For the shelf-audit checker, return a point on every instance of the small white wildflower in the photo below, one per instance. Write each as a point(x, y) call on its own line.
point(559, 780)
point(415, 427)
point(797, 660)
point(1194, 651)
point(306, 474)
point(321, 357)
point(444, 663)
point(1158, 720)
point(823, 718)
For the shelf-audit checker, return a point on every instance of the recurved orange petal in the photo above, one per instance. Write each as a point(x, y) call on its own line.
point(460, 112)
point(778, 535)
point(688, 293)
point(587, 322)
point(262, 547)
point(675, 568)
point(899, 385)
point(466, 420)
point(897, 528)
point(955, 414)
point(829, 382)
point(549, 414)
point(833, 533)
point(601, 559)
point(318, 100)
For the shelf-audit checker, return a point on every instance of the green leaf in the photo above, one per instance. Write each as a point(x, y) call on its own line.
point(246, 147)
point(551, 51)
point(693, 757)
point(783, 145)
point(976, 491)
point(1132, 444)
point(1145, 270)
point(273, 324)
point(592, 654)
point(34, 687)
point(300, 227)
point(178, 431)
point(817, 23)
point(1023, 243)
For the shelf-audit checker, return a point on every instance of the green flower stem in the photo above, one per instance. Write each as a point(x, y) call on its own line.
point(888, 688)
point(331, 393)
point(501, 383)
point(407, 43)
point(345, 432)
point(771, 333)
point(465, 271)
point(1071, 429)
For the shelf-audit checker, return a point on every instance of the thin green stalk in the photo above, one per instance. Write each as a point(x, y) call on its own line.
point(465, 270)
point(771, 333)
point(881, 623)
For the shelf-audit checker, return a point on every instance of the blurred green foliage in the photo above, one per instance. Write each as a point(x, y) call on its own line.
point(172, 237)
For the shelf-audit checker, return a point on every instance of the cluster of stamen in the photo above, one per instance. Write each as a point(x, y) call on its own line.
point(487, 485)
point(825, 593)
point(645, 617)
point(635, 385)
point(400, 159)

........

## WHAT NEEDS TO BE DONE
Each record must be transcribed exactly, with nothing left out.

## ANSWER FOR THIS EXERCISE
For the shelf-audit checker, return a point on every instance of the small white wildflower in the photo below, one per instance. Write each as a point(x, y) call on its own line.
point(559, 780)
point(415, 427)
point(797, 660)
point(1194, 651)
point(306, 474)
point(321, 357)
point(444, 663)
point(1158, 720)
point(823, 718)
For the shelf-audit checker, return a point on every instance of the recurved orange petal in the photo above, one per instance. Write each as a point(x, y) call on its own line.
point(460, 112)
point(778, 535)
point(688, 293)
point(587, 322)
point(262, 547)
point(675, 568)
point(899, 385)
point(466, 420)
point(897, 528)
point(955, 414)
point(829, 382)
point(549, 414)
point(833, 533)
point(601, 559)
point(318, 100)
For the shelf-audit checker, return a point on every instance of the green leaf in the photo above, one per instance. Write each as a point(x, y) call on its own line.
point(246, 147)
point(551, 51)
point(693, 757)
point(783, 145)
point(976, 491)
point(1132, 444)
point(1145, 270)
point(273, 324)
point(592, 654)
point(34, 687)
point(300, 227)
point(178, 431)
point(817, 23)
point(1023, 243)
For the shelf-audit checker, return a point on every instance of the green flower stem in the photo above, one per instance. Write each as a point(x, y) call on its own line.
point(888, 688)
point(331, 393)
point(501, 383)
point(407, 43)
point(345, 432)
point(771, 333)
point(465, 271)
point(1071, 429)
For the shelf-audit checker, return a point on every instance of the thin green stalk in the photo above, one per instance. Write each as a point(x, y) call on its own line.
point(465, 270)
point(771, 333)
point(881, 623)
For the shelf-audit checker, return a point on every instance of the blurred green foliage in the photo above, one per instance. Write each as a point(x, y) call on its own line.
point(172, 237)
For the shelf-audit checker, return a point on every instance of the cluster of stamen in the photo above, one per instance. Write each as a point(x, y) call on its own line.
point(487, 485)
point(825, 593)
point(645, 617)
point(635, 385)
point(400, 159)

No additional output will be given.